An exact copy of the records is required, minus the pictures they hold.

• **Information shown**:
········
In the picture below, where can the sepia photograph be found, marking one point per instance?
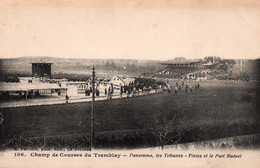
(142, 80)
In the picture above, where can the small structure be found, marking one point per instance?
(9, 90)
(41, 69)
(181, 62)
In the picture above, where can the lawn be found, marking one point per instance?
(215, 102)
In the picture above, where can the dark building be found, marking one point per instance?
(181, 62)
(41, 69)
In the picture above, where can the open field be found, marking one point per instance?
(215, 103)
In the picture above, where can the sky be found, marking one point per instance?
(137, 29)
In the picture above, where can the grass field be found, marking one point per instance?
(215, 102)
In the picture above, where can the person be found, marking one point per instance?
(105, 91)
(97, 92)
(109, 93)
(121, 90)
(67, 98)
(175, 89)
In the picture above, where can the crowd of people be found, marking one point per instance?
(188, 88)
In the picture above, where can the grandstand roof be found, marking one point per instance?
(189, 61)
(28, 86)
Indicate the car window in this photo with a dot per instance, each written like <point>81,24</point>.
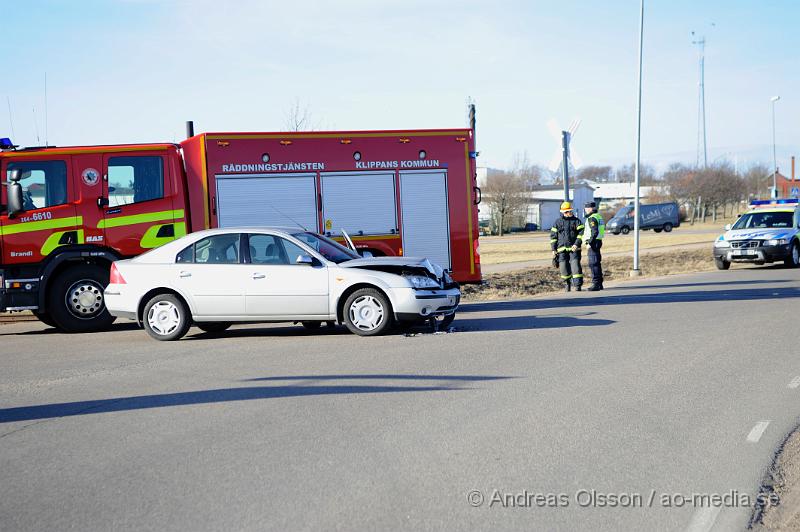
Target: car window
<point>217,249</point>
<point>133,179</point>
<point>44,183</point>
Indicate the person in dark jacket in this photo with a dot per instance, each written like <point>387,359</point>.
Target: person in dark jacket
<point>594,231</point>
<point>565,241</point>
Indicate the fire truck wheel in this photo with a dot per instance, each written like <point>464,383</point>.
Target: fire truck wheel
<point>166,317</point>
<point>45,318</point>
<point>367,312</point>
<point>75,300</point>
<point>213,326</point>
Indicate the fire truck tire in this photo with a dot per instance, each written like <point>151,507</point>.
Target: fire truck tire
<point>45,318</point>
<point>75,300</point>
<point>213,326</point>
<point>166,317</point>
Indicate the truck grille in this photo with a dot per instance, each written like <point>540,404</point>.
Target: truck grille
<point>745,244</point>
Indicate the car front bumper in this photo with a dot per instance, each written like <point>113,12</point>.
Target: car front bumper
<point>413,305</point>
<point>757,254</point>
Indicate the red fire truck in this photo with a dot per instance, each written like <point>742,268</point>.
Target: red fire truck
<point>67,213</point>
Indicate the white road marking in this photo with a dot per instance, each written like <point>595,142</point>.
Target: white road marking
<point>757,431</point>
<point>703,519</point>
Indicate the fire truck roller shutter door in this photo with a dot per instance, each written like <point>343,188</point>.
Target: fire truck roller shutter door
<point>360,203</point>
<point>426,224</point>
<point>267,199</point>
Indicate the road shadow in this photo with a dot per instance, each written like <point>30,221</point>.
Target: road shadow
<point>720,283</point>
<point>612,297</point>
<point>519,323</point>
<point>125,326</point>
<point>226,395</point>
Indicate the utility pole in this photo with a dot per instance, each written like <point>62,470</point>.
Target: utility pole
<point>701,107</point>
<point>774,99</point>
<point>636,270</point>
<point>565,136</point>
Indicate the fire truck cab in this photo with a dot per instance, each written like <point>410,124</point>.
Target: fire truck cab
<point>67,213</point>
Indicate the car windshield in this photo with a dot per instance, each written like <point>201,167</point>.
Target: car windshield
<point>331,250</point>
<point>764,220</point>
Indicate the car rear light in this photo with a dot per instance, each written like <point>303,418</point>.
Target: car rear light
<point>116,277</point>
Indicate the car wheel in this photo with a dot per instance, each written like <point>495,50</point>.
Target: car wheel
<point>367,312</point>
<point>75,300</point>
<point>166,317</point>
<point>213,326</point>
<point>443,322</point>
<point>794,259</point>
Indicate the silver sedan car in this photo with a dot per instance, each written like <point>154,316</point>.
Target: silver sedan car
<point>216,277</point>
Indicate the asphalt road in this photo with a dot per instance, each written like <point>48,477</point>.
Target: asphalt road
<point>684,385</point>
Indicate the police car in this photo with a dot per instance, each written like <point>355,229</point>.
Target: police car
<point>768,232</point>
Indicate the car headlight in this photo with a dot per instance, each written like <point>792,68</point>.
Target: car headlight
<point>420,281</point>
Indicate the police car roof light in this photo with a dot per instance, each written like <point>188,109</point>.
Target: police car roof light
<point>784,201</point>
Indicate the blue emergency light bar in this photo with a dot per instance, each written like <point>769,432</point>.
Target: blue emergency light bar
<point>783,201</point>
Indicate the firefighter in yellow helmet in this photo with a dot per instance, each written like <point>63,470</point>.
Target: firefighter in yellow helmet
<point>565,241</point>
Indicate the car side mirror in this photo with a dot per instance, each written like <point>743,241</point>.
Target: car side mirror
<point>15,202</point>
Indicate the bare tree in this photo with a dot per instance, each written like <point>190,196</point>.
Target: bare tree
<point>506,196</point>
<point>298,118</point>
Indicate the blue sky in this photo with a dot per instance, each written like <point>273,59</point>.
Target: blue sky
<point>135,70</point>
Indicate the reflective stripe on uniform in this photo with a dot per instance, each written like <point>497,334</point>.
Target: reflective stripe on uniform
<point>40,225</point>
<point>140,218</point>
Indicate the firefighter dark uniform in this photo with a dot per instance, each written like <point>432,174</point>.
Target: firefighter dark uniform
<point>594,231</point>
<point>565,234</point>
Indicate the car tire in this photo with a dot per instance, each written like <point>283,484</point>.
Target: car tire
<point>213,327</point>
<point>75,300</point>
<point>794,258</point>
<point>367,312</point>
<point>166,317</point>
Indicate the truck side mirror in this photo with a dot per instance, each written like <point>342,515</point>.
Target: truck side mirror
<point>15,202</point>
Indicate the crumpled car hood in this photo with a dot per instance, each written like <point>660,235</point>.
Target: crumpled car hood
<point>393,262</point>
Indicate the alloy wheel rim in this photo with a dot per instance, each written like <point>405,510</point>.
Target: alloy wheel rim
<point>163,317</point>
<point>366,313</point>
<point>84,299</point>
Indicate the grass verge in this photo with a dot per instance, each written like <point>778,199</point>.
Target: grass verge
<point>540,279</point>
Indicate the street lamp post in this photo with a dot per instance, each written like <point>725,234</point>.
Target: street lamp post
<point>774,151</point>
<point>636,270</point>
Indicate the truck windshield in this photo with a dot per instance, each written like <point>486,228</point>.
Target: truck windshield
········
• **Result below**:
In the picture below, where can the sepia photograph be found, marking one point per instance?
(142, 80)
In the picture above, where can the small structure be found, marking one point per instance?
(9, 90)
(41, 69)
(181, 62)
In the picture above, where can the lawn be found, marking one point per instance?
(215, 102)
In the picture above, where can the dark building be found, marking one point per instance?
(181, 62)
(41, 69)
In the picture above, where can the open field be found, marking one point per instance?
(215, 103)
In the picture above, where can the sky be found, marking one point per instance?
(137, 29)
In the picture above, where can the grass field be found, marking one point per instance?
(215, 102)
In the picture above, where can the person be found, marking one point per instance?
(105, 91)
(97, 92)
(109, 93)
(121, 90)
(67, 98)
(175, 89)
In the picture above, where can the crowd of people be found, marking one point per instance?
(188, 88)
In the picture above, where can the grandstand roof be found, marking one point per instance?
(189, 61)
(28, 86)
Indicate the car window in this photo with a dot per instance, each written like <point>81,24</point>.
Target: car window
<point>217,249</point>
<point>133,179</point>
<point>44,183</point>
Indicate the person in dark jacket in this photo with a dot per instance, each written like <point>387,359</point>.
Target: person in dark jacket
<point>594,231</point>
<point>565,241</point>
Indicate the fire truck wheel in this photo with a dot per instance, each written like <point>464,383</point>.
Target: fire truck wheel
<point>166,317</point>
<point>45,318</point>
<point>367,312</point>
<point>75,300</point>
<point>213,326</point>
Indicate the fire truck tire in this photo with a dot per instance, each written like <point>151,507</point>.
Target: fire truck tire
<point>45,318</point>
<point>75,300</point>
<point>213,326</point>
<point>166,317</point>
Indicate the truck grille in this photo with a dot per instance, each written like <point>540,404</point>.
Target: truck grille
<point>745,244</point>
Indicate the car front bumper in this photo with a dot per instance, each written like <point>113,12</point>.
Target: car front bumper
<point>413,305</point>
<point>757,254</point>
Indicate the red fire truck in this photo with a dot per instance, each written like <point>742,268</point>.
Target: red fire truck
<point>67,213</point>
Indicate the white road marking in this photo with a dot per instance, each written like <point>595,142</point>.
Target: white road marking
<point>757,431</point>
<point>703,519</point>
Indicate the fire truck roller shutter door in this photo with a dot per instance, each written like <point>343,188</point>.
Target: fire truck roller shutter door
<point>360,203</point>
<point>426,224</point>
<point>267,199</point>
Indicate the road shadow in this photo with a dot per instance, each written like <point>30,221</point>.
Target: road shadow
<point>720,283</point>
<point>612,297</point>
<point>519,323</point>
<point>125,326</point>
<point>226,395</point>
Indicate the utility pole in this photo with a dot per instance, each written like <point>62,470</point>.
Target: utility pole
<point>701,107</point>
<point>774,99</point>
<point>636,270</point>
<point>565,136</point>
Indicate the fire truck cab in this photo with a dot per instance, each written like <point>410,124</point>.
Target: fire truck cab
<point>67,213</point>
Indicate the car windshield in this photo with a dot per instance, each written like <point>201,167</point>.
Target: car windshield
<point>331,250</point>
<point>764,220</point>
Indicate the car rear light in this photo with a dot per instance, each written like <point>303,418</point>.
Target: car rear light
<point>116,277</point>
Indicate the car wheel in this photo with a dot per instance, each written like <point>495,50</point>.
Target: car wheel
<point>367,312</point>
<point>75,300</point>
<point>166,317</point>
<point>213,326</point>
<point>443,322</point>
<point>794,259</point>
Indicate the silver sedan car in this photo with a dot per instance, each written like <point>154,316</point>.
Target: silver sedan car
<point>216,277</point>
Indicate the asphalt road in this photo with a dot per instance, each written like <point>48,477</point>.
Target: asphalt road
<point>684,385</point>
Indicate the police car in this photo with a dot per instance, each written like <point>355,229</point>.
Target: police car
<point>768,232</point>
Indicate the car headlight in this photo with a dot per instance, each written like <point>792,68</point>.
Target: car headlight
<point>420,281</point>
Indicate the police car roof light in this photo with a dot per instance, each written like <point>188,109</point>.
Target: police car roof light
<point>784,201</point>
Indicate the blue emergency light bar in this photo with a dot per instance, each written like <point>769,432</point>.
Target: blue emergency light bar
<point>783,201</point>
Indicate the firefighter in yellow helmet in this photo with a dot per instance, each written like <point>63,470</point>.
Target: firefighter in yellow helmet
<point>565,241</point>
Indicate the car side mirror in this photo with a dot per instance, each written like <point>743,241</point>.
Target: car side mirror
<point>15,202</point>
Indicate the bare tree in this photo with a dot per instance, each written like <point>190,196</point>.
Target: bare tree
<point>506,196</point>
<point>298,118</point>
Indicate the blue sky in this photo with a dot per instance, each written like <point>273,59</point>.
Target: blue sky
<point>135,70</point>
Indicate the reflective stripe on uniform in this photo with a dot per instance, each written like <point>497,334</point>.
Target: reflective stripe on uniform
<point>40,225</point>
<point>140,218</point>
Indicate the firefighter dark uniform in this photo with a dot per instance, each written like <point>432,174</point>.
Target: firefighter dark uniform
<point>594,231</point>
<point>565,234</point>
Indicate the car tire in this photo with a dot per instance, each written like <point>283,484</point>.
Target: car tire
<point>213,327</point>
<point>75,300</point>
<point>794,258</point>
<point>367,312</point>
<point>166,317</point>
Indicate the truck side mirror in this photo with a dot per instance, each written like <point>342,515</point>.
Target: truck side mirror
<point>15,202</point>
Indicate the crumpled car hood in this photo with a dot per instance, each written like <point>660,235</point>.
Target: crumpled car hood
<point>393,262</point>
Indicate the alloy wheel rim in this photo with a dot per instance, each written like <point>405,510</point>.
Target: alloy wheel rim
<point>163,317</point>
<point>366,313</point>
<point>84,299</point>
Indicate the grass verge in this photo with a dot per instance, each written like <point>778,199</point>.
Target: grass verge
<point>540,279</point>
Indicate the street lamp post in this photo with a dot per instance, each written like <point>725,234</point>.
Target: street lamp post
<point>774,151</point>
<point>636,270</point>
Indicate the truck windshield in this photo with a dot per instance, each written like <point>486,228</point>.
Target: truck windshield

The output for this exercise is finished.